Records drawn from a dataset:
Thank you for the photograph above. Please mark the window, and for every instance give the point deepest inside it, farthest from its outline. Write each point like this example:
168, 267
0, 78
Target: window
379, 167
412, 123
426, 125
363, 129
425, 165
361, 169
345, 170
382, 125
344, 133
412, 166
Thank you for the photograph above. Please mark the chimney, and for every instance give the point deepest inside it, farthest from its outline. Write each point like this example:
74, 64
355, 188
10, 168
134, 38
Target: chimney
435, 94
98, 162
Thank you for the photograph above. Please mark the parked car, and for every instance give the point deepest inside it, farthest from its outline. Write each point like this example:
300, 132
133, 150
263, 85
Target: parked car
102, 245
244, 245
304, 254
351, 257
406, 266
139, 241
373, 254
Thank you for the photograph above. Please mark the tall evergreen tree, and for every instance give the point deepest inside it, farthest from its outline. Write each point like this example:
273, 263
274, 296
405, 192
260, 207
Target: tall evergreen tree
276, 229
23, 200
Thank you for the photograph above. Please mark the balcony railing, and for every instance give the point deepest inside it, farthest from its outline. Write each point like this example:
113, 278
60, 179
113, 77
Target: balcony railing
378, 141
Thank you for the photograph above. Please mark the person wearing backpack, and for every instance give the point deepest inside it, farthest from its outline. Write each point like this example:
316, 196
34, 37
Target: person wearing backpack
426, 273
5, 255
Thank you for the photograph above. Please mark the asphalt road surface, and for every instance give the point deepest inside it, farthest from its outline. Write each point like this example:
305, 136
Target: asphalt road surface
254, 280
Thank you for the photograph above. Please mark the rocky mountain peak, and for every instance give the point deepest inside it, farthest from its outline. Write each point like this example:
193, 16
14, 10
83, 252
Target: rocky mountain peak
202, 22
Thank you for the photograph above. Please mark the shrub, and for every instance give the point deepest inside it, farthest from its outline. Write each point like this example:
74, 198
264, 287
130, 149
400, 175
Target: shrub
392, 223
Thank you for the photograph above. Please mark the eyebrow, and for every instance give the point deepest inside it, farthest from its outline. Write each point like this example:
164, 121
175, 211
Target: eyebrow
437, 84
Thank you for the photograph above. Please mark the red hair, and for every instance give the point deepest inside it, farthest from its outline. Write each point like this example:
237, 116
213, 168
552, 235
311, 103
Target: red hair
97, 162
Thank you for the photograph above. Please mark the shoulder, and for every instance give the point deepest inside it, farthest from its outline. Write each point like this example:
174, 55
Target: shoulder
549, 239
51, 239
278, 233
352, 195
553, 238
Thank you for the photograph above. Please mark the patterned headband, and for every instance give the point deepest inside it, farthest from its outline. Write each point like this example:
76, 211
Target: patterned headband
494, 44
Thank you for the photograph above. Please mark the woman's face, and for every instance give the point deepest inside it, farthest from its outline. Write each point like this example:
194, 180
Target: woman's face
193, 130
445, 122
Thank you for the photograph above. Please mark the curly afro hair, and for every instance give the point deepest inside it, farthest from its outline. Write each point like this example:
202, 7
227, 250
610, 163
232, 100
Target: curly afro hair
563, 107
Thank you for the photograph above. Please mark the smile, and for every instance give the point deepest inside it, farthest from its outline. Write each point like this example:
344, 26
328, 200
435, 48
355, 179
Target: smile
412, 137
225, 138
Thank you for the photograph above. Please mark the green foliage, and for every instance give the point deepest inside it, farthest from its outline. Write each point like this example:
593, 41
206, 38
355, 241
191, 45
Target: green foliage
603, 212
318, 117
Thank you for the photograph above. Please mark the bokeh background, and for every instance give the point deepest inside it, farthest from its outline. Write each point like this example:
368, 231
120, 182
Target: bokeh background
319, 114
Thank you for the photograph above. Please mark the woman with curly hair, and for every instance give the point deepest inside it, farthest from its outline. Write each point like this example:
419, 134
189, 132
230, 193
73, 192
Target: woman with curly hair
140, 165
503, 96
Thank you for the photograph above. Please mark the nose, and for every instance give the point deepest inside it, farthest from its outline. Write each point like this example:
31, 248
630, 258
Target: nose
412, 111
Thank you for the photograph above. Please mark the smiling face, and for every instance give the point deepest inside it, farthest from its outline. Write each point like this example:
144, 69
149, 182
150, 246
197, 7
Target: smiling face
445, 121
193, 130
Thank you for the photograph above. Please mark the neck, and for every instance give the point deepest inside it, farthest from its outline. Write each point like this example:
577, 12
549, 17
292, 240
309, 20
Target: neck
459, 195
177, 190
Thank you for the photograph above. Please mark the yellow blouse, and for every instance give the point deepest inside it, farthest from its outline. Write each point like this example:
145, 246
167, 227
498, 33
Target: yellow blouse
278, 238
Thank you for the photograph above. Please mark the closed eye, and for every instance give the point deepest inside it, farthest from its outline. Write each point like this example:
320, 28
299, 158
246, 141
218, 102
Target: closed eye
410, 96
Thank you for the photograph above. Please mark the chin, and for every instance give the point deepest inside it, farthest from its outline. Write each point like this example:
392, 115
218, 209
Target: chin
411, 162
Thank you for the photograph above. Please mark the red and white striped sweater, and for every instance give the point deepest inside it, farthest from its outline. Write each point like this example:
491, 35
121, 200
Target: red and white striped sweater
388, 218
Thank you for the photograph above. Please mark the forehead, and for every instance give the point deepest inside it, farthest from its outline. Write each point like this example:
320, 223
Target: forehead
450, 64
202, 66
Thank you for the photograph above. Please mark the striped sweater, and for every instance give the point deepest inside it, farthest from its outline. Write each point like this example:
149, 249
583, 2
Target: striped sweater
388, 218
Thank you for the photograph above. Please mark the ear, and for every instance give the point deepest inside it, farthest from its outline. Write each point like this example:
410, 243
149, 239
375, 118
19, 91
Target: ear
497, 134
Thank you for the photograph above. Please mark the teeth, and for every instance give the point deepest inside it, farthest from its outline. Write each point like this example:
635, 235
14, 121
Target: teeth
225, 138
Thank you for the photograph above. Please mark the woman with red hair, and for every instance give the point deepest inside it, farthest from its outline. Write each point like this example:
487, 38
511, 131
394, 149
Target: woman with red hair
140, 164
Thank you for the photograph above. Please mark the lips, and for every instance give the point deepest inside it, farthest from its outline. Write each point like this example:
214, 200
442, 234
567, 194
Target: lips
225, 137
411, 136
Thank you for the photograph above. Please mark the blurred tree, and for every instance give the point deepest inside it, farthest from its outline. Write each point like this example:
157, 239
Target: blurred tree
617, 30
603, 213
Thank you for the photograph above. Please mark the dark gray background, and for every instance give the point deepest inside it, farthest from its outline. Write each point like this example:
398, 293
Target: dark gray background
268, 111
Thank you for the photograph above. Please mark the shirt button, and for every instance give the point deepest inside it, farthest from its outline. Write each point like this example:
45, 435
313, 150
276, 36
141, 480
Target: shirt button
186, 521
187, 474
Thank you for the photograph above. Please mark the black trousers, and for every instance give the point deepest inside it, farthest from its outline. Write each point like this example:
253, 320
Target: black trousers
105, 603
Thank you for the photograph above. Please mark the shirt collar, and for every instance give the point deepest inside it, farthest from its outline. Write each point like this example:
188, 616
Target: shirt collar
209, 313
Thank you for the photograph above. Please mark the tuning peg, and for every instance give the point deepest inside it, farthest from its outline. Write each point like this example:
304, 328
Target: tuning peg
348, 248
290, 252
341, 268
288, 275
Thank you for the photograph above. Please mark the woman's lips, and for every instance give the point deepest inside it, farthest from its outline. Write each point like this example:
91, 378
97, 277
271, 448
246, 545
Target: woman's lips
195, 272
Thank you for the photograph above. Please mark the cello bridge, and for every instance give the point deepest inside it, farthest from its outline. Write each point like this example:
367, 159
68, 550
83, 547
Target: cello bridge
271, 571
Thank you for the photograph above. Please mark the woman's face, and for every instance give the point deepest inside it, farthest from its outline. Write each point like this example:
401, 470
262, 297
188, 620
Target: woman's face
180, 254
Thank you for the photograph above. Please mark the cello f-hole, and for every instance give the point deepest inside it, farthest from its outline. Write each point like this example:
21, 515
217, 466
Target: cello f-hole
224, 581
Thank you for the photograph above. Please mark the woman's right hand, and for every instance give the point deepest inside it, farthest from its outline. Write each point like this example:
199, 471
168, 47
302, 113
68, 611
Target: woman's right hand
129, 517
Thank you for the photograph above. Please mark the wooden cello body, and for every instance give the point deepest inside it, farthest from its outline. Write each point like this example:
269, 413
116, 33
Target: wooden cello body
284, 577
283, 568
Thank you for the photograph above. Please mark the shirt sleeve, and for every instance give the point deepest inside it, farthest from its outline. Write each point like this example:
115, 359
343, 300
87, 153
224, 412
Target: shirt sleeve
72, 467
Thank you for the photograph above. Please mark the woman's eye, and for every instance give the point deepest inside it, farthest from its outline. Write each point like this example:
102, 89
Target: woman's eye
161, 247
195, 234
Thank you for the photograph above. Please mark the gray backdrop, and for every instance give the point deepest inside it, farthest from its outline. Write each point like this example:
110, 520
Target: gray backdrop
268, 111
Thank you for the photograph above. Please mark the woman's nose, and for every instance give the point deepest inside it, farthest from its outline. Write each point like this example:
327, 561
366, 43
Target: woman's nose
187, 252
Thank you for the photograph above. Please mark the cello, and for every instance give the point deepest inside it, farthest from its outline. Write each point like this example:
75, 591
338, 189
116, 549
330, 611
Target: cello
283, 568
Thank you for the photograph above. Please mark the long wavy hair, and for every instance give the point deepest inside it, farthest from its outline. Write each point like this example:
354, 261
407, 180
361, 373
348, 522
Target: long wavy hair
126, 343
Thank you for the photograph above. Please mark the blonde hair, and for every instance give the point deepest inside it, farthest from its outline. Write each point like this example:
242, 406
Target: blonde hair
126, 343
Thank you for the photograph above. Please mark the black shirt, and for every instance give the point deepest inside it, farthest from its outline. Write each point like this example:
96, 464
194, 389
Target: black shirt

◆ What is needed: Start at the first line of the entries and stop at the line with "Thank you for the photograph above. Please mark the tall". Retype each of those lines exactly, both ends included.

◆ Written response:
Thank you for the photograph above. Please mark the window, and for every instance give the point deepest inside it, farthest from its outline. Write each point like this example:
168, 267
0, 78
Target: window
379, 167
412, 123
426, 125
363, 129
425, 165
361, 169
345, 170
382, 125
344, 133
412, 166
Thank you for the photograph above. Please mark the chimney, and for every instance give the point deepest inside it, farthest from its outline. Write each point like this example:
74, 64
355, 188
10, 168
134, 38
Target: chimney
435, 94
98, 162
Thank you for the photograph above. Please mark the parked car, and for every instance give the point deepest inside it, farthest from its outline. Write each point like this example:
300, 132
133, 150
263, 85
Target: parked car
102, 245
244, 245
304, 254
351, 257
406, 266
139, 241
373, 254
Thank you for the photograph above. Please mark the tall evergreen tree, and for every instance give the point deepest inside it, farthest from its outline. Write each point like this example:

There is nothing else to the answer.